What the task requires >>
Report each line from the listing that the string "below" appears in.

Input data >>
--

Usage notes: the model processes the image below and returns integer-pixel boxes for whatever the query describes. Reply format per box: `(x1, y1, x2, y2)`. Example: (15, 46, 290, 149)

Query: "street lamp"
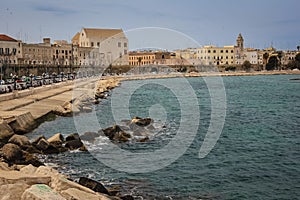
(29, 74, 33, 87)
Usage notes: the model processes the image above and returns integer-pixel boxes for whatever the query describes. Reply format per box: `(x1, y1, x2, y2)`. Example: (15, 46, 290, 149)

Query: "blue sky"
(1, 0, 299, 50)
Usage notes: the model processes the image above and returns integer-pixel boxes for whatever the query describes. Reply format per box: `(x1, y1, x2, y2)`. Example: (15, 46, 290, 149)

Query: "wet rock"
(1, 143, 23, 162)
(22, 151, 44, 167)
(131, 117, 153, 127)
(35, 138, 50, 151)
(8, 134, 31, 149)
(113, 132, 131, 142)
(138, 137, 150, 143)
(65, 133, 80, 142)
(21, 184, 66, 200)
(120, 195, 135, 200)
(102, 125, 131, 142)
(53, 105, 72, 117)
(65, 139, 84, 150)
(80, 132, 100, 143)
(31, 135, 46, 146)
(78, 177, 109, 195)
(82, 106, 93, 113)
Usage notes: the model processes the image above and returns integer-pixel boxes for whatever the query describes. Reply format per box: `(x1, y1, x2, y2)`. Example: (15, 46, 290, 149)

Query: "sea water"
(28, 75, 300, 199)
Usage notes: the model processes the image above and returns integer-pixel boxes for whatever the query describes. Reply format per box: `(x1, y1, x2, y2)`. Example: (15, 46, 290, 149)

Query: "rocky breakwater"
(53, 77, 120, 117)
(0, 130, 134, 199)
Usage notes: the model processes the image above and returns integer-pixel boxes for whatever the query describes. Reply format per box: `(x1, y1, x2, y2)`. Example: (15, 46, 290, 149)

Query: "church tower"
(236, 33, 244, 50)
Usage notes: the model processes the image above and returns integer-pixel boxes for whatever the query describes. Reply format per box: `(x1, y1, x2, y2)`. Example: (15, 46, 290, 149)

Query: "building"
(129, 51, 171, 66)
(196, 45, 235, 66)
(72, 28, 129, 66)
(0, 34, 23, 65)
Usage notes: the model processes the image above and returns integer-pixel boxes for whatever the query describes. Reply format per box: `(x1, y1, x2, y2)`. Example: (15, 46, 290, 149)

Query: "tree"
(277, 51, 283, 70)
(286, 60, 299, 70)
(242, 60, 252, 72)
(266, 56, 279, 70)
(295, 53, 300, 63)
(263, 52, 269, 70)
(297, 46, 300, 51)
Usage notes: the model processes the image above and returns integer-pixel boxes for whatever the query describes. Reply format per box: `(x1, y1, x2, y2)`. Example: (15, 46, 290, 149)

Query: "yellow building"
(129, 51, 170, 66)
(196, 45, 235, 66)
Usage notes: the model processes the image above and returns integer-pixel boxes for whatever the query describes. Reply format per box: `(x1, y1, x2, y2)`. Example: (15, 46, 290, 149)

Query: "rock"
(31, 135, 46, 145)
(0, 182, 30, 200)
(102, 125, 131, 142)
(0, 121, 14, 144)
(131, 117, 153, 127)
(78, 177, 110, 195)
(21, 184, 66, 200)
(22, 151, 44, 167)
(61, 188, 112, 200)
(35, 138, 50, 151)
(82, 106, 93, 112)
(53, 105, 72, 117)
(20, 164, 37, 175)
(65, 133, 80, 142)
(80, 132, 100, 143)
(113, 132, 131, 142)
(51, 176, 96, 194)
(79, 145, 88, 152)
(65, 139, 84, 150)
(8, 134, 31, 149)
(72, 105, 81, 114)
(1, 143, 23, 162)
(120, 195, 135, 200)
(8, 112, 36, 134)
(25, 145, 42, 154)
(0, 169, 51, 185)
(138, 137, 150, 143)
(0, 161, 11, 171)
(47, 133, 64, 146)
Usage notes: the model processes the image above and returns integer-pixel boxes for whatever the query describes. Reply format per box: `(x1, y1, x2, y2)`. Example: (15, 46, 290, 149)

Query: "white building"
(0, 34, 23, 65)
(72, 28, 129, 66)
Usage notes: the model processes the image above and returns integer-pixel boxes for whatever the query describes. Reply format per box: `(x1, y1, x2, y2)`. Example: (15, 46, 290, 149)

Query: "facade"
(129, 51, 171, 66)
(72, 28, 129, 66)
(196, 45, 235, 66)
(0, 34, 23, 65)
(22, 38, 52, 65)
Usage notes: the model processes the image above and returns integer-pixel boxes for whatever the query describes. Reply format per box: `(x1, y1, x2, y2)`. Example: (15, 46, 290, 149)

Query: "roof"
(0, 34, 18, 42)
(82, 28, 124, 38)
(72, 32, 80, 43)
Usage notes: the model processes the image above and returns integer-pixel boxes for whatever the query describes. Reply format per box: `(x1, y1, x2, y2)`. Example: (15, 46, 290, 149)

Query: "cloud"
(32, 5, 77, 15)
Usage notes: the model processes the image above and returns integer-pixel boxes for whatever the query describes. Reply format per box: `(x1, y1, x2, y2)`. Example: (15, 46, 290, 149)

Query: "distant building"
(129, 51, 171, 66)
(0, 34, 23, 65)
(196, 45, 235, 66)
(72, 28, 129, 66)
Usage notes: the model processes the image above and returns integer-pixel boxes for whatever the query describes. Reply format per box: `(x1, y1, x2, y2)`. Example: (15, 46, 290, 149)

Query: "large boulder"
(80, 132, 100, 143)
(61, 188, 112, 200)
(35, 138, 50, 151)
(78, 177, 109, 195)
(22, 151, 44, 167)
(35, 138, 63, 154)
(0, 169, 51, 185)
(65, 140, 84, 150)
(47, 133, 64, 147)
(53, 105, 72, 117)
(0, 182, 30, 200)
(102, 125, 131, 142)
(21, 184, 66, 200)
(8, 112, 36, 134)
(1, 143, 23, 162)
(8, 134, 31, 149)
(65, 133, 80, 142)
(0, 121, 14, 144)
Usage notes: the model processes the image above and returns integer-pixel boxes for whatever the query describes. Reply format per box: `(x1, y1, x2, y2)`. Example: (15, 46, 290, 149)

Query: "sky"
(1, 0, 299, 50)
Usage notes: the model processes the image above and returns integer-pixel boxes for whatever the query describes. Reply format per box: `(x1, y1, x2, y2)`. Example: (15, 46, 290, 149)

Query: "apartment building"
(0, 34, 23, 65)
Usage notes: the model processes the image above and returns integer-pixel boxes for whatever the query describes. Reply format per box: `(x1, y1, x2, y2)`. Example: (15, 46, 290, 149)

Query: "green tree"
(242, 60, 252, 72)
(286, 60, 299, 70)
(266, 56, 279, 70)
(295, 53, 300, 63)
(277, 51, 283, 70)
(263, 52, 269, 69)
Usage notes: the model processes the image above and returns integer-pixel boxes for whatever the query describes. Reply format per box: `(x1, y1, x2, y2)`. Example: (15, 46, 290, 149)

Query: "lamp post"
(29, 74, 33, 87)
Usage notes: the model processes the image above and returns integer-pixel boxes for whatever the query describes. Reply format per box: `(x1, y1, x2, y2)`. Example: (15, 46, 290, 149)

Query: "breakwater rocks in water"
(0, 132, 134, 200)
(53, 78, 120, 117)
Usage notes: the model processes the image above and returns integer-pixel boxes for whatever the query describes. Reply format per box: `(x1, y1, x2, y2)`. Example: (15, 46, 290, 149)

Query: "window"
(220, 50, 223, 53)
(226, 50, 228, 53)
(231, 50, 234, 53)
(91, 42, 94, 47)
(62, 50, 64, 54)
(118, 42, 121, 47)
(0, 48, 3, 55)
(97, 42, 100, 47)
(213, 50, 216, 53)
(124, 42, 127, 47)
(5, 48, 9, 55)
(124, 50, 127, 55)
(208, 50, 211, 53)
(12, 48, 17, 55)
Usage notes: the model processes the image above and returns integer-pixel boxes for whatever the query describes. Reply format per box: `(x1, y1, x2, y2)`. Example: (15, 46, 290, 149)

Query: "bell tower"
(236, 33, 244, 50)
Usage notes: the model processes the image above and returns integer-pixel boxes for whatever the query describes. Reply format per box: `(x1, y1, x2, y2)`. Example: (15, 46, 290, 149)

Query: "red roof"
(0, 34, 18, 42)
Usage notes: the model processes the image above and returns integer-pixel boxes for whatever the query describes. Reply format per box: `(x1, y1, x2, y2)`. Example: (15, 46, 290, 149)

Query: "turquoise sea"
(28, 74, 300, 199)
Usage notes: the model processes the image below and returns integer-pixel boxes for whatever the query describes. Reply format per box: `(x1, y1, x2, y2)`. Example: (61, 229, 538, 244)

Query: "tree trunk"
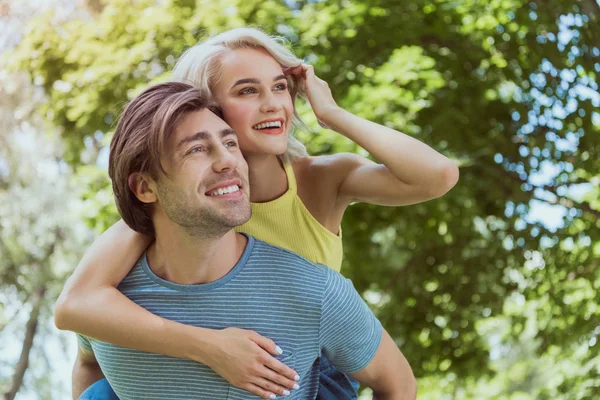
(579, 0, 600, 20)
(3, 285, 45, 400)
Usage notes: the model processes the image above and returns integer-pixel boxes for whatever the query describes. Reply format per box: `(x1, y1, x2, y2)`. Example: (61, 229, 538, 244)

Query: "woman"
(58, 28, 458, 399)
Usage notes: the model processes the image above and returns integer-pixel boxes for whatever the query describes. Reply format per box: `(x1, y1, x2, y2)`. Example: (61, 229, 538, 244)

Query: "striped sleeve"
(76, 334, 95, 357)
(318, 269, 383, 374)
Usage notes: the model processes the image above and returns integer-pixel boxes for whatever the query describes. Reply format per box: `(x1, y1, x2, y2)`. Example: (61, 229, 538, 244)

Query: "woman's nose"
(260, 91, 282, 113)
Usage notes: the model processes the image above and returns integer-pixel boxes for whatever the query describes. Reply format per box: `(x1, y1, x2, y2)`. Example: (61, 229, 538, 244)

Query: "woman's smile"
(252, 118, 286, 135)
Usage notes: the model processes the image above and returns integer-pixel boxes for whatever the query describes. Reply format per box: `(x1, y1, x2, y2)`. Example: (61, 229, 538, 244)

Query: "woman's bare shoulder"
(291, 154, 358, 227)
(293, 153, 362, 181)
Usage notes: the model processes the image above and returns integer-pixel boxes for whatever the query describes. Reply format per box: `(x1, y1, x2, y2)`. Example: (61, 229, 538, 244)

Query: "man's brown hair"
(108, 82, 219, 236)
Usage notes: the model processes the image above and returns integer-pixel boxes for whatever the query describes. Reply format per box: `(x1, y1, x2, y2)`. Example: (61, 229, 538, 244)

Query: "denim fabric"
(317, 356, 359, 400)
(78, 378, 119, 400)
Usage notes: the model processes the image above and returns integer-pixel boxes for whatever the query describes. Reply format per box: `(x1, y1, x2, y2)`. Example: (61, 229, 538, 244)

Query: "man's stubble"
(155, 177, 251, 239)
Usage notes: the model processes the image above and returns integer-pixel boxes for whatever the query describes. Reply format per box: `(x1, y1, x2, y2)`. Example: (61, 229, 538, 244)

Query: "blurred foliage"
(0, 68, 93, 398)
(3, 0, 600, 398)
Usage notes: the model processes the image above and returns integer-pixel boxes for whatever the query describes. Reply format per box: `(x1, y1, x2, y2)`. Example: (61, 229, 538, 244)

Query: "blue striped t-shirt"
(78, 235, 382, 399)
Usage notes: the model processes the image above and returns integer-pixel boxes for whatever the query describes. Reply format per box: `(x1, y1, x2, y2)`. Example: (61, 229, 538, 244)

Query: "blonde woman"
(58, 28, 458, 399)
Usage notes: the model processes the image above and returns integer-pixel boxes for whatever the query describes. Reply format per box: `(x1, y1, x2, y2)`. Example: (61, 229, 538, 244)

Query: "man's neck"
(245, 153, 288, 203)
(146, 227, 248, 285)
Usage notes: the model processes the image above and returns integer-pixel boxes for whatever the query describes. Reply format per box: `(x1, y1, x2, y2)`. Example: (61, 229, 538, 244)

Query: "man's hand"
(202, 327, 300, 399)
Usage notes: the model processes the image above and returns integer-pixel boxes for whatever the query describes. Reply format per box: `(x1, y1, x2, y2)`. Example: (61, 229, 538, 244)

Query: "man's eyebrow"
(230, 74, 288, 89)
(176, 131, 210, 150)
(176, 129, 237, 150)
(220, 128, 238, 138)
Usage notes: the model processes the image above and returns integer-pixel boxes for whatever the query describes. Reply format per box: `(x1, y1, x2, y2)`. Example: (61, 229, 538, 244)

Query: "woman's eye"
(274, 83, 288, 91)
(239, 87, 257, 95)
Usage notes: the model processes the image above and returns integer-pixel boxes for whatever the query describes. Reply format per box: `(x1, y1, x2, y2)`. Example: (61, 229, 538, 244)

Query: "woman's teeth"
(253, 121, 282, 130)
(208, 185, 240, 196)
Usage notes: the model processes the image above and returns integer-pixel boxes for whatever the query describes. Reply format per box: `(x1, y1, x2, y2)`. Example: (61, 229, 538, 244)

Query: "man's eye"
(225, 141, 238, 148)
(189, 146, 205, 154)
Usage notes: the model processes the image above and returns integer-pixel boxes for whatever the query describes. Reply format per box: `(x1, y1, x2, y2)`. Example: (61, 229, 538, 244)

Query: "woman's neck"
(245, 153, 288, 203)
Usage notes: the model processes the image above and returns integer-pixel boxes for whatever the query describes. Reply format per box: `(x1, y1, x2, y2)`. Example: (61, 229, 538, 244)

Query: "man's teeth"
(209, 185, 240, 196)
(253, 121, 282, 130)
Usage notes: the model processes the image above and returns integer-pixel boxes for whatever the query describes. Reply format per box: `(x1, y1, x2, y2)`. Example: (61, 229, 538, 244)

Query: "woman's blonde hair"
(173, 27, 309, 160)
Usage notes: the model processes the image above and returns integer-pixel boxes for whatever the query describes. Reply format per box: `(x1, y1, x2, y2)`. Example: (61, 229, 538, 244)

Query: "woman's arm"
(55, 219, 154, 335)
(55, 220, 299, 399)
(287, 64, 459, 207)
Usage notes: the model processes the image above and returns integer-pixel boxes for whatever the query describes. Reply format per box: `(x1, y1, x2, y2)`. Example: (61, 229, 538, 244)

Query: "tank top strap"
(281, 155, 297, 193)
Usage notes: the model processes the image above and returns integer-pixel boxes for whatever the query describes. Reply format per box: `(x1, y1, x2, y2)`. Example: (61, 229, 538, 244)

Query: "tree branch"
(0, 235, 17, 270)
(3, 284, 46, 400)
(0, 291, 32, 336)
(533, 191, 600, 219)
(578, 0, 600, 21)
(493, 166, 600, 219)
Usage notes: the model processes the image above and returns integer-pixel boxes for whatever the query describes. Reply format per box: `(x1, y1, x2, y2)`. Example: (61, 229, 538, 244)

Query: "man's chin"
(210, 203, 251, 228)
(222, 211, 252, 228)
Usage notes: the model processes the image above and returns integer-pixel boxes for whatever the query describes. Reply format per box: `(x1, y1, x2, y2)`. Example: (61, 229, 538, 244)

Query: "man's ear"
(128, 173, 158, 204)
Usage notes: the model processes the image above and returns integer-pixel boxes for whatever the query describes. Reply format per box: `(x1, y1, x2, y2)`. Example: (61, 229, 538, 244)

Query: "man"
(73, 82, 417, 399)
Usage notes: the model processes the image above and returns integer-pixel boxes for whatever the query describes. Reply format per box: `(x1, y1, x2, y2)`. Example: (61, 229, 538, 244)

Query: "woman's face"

--

Exercise response >>
Usage notes: the model processes the image below and returns integer-pixel boxes for whatever the query describes. Reply format per box: `(x1, y1, x2, y2)`. Example: (15, 46, 290, 149)
Usage notes: the model processes the image below and returns integer-pixel boxes for whatever the query describes. Reply format per box: `(x1, y1, x2, y2)`. Example: (61, 229, 538, 244)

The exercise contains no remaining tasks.